President Hurwitz, in his September 7 welcome back address to the campus community, emphasized that Gallaudet must strike a balance between maintaining its traditions and making changes that are necessary to ensure the University's survival. To illustrate his point, Dr. Hurwitz called attention to a pivotal moment in the education of deaf people that took place this summer after 130 oppressive years: the rejection of a resolution passed by the International Congress on the Education of the Deaf (ICED) at its Milan Congress of 1880 denying the inclusion of sign language in the education of deaf students.
The ICED's Statement of Principle, entitled "A New Era: Deaf Participation and Collaboration," adopted July 19 at the 21st ICED in Vancouver, British Columbia, acknowledges "with regret the detrimental effects of the Milan Congress" and issues a global call to "accept and respect all languages and all forms of communication" in the education of deaf people. The statement also aims to end a "disability mindset" among the general population that "contributes directly towards the exclusion and devaluation of all people who are considered 'different' including those who are deaf."
According to an ICED press release, the statement was joyously received by both deaf and hearing people in the audience. "History has been made today and the words of the Vancouver Statement can replace the hurt caused by the Milan decision," said Joe McLaughlin, chair of the subcommittee that helped develop the statement, in the release.
Hurwitz called the ICED's action "a triumph. For me, it was an historic and humbling moment."
News of the ICED statement was enthusiastically embraced by other deaf educators and representatives of organizations for deaf people, as well.
Dr. Cynthia Neese Bailes, a professor in the Department of Education, attended the 21st ICED conference and was in the audience when the resolution was announced. "...as it was happening, I began to think about the enormous impact the conference of Milan had on my life as well as that of every deaf individual in the room," Bailes recalled. "For the first time ever I wondered what our lives may have been like if that conference had never happened-if signing hadn't been deemed detrimental to the development of deaf children. I saw with this resolution hope for the future of deaf children and it brought tears to my eyes. It seems strange that, after years of reading about the conference of Milan, only now with this resolution did I really feel the enormousness of its impact."

**Records drawn from a dataset:**
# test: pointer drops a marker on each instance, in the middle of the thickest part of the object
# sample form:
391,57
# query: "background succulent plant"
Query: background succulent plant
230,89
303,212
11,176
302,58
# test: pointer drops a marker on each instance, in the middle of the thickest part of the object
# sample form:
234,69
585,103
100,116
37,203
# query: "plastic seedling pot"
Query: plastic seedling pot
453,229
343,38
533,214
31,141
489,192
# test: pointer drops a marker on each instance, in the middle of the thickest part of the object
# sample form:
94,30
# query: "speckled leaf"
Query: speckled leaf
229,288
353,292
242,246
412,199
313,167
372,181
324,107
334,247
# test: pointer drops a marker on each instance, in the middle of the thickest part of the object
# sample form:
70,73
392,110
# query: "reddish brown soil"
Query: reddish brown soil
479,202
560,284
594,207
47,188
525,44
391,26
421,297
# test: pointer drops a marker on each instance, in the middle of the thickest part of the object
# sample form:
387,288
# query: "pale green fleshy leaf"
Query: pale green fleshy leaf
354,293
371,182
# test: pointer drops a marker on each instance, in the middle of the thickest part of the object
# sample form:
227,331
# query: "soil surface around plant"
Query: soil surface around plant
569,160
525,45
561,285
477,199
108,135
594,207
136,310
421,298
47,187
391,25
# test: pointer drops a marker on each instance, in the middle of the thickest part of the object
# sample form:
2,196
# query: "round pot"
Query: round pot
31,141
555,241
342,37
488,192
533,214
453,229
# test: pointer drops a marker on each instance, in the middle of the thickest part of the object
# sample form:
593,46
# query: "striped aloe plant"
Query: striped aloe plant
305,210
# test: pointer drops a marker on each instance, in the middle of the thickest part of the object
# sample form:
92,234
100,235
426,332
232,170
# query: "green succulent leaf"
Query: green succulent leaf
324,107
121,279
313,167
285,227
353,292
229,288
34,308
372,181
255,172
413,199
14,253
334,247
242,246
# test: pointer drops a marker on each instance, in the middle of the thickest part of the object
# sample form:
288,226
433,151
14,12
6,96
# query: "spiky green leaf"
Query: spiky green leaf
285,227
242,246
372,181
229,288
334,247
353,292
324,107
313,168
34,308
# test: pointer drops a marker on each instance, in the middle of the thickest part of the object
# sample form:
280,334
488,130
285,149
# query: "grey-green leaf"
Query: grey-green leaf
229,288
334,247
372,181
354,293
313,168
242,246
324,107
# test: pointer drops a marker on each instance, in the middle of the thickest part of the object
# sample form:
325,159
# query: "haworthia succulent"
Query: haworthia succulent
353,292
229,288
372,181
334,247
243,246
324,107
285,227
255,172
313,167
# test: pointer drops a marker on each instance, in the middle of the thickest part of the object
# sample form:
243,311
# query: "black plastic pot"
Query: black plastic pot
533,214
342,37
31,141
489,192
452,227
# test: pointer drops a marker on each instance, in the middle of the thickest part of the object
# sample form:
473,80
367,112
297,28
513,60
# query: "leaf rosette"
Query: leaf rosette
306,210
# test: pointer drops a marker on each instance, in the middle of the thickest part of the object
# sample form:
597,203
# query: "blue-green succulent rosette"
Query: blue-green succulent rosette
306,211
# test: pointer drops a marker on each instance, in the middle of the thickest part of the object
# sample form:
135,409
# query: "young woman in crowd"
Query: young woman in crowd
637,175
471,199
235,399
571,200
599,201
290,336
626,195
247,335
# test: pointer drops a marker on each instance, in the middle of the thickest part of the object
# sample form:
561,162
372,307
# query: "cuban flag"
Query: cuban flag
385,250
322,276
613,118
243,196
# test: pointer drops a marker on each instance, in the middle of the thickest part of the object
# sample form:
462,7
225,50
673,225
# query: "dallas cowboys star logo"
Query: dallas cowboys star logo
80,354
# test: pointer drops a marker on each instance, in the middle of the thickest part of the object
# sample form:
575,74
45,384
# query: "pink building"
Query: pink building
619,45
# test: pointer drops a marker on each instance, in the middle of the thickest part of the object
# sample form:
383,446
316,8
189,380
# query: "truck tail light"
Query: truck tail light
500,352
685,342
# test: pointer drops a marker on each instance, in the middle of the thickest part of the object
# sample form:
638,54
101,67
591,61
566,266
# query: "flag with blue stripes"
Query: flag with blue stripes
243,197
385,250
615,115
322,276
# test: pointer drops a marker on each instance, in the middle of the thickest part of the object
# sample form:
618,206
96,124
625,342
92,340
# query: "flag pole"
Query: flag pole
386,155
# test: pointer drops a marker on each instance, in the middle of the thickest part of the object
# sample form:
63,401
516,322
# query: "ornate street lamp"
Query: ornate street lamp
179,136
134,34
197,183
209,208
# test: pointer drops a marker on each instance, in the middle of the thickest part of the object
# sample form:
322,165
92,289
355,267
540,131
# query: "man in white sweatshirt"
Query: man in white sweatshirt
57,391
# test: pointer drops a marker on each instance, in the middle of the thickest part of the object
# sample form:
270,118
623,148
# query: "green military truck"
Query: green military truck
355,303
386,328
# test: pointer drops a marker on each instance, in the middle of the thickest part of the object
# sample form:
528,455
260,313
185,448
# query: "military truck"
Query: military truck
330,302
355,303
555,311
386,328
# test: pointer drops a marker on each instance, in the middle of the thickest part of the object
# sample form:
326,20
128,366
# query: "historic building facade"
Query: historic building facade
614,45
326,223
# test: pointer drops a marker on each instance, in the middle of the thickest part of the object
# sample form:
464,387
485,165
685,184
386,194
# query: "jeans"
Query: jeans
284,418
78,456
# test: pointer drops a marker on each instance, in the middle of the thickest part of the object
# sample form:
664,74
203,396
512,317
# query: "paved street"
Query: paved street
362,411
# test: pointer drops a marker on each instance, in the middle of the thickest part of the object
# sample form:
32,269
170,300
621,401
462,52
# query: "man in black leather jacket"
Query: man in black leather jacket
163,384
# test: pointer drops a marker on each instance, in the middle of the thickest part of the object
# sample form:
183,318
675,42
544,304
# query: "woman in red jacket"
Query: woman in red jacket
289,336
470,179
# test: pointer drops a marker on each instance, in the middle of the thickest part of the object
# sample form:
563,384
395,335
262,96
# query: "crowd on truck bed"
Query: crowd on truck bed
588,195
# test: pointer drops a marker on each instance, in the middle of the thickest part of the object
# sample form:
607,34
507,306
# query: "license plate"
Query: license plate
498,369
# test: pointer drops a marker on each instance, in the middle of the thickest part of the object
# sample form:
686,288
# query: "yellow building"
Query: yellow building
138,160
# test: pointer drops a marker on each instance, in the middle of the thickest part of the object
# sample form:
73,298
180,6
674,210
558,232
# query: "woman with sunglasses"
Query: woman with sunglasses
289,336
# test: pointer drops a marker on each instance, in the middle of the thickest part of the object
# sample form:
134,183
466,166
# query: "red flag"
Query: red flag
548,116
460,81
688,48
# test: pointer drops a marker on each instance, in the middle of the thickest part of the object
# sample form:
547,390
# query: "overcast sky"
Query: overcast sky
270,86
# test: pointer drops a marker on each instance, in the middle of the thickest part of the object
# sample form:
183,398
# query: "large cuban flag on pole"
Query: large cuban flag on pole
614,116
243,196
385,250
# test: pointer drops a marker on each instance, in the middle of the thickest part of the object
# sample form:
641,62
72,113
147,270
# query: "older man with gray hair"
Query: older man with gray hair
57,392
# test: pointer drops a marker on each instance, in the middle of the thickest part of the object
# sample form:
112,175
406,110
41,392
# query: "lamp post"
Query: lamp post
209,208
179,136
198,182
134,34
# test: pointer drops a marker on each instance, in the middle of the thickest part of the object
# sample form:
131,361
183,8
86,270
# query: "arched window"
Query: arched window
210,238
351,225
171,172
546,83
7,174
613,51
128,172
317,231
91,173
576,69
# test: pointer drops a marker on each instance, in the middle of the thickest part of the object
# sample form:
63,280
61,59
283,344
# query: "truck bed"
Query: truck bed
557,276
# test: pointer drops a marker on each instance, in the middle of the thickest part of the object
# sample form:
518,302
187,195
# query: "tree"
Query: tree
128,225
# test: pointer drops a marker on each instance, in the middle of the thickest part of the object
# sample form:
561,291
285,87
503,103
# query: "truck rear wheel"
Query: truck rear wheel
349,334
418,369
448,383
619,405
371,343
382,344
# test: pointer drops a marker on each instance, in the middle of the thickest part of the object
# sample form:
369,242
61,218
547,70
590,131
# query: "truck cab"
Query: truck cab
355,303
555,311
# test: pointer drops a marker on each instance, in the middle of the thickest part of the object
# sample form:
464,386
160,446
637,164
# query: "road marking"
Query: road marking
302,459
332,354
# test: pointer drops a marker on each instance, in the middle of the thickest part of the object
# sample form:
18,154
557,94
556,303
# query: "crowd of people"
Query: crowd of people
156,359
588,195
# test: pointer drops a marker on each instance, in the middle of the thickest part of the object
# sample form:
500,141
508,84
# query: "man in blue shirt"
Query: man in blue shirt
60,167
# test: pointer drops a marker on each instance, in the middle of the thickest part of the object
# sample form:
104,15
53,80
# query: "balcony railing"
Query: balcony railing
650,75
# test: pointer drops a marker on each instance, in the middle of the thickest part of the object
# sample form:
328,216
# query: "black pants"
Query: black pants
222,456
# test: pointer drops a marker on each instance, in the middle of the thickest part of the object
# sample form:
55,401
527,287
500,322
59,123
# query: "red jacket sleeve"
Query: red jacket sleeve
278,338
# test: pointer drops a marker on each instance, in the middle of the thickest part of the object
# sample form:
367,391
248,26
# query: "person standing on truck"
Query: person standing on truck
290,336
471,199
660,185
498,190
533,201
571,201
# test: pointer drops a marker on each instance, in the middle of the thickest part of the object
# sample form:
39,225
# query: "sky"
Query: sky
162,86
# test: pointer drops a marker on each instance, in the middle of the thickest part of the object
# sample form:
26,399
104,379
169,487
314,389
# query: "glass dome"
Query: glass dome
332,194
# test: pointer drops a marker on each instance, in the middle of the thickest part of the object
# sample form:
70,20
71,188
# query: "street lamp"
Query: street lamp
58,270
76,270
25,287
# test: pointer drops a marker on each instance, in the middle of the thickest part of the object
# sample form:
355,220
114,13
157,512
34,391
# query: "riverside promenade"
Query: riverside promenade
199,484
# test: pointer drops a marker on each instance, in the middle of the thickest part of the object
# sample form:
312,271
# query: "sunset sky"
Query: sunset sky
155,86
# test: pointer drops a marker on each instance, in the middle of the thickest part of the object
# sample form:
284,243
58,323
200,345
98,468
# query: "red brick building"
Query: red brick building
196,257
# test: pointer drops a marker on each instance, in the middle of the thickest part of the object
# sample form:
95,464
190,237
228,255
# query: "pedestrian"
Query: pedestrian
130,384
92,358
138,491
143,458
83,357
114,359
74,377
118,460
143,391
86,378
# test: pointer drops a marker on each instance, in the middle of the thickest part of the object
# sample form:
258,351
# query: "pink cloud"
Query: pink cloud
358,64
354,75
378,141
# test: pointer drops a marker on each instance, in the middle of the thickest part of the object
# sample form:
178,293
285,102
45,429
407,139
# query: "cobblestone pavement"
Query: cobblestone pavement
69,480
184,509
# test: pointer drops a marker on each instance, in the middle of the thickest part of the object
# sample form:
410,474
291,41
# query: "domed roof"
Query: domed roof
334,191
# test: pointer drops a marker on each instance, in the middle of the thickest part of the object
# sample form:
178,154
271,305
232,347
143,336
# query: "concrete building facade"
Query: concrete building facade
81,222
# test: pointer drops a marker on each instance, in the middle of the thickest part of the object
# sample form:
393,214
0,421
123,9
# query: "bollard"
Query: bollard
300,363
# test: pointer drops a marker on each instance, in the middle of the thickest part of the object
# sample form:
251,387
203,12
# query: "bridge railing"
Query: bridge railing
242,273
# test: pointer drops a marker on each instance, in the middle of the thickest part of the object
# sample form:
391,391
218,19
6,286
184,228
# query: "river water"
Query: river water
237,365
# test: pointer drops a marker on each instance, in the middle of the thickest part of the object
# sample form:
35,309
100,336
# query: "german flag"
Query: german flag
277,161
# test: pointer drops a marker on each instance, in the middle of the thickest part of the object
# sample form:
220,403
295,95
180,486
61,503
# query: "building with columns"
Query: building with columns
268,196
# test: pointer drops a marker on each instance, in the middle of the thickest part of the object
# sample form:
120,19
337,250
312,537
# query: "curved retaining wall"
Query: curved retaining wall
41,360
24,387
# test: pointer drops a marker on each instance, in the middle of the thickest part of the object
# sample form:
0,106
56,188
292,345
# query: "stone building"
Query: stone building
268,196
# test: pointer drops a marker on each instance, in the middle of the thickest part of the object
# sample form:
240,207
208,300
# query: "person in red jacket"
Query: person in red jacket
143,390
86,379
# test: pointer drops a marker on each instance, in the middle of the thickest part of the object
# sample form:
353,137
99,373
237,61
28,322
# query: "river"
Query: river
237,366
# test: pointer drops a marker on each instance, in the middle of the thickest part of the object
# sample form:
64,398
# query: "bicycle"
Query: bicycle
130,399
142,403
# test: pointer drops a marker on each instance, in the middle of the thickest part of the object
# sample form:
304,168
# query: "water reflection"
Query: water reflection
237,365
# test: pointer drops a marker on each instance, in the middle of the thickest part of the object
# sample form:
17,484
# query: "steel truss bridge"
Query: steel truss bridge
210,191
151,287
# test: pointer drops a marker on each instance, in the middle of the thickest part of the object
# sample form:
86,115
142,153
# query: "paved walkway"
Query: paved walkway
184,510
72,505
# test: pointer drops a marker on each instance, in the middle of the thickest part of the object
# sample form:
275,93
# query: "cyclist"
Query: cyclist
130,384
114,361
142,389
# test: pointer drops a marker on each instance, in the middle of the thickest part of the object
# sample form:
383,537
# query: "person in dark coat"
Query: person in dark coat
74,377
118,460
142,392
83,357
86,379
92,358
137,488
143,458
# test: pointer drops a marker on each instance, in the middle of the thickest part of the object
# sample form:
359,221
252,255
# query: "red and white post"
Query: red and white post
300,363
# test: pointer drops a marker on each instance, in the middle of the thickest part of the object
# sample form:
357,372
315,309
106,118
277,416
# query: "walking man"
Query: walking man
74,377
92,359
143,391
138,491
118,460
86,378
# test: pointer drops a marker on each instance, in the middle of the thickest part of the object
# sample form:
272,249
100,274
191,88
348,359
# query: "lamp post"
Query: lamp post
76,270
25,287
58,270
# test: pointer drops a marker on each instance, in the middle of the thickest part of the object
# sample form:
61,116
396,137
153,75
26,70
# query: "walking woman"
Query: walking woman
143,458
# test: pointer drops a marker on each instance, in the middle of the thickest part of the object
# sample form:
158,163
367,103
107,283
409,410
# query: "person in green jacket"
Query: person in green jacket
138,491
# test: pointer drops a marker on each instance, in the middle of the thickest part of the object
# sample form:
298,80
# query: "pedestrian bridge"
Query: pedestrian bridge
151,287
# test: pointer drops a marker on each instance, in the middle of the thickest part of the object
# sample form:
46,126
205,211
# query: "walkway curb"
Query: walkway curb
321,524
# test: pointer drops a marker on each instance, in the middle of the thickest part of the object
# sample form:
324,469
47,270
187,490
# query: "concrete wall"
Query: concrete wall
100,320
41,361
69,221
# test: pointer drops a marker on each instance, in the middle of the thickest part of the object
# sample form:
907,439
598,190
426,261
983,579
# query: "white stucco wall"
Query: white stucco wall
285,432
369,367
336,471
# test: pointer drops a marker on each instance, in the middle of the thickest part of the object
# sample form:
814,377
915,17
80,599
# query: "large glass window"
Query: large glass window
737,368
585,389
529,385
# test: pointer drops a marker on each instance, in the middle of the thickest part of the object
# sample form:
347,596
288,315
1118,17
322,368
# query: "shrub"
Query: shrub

**Tasks to complete:**
(1) Using the report on the ICED Vancouver statement, decide whether each statement below agrees with it. Answer yes or no for each, and quote the deciding words.
(a) The Statement of Principle was adopted at the 21st ICED in Vancouver.
(b) President Hurwitz gave his welcome back address in July.
(c) Dr. Cynthia Neese Bailes was not present when the resolution was announced.
(2) According to the report on the ICED Vancouver statement, who chaired the subcommittee that helped develop the statement?

**Answer set:**
(1)
(a) Yes: "adopted July 19 at the 21st ICED in Vancouver, British Columbia"
(b) No: "in his September 7 welcome back address to the campus community"
(c) No: "was in the audience when the resolution was announced"

(2) Joe McLaughlin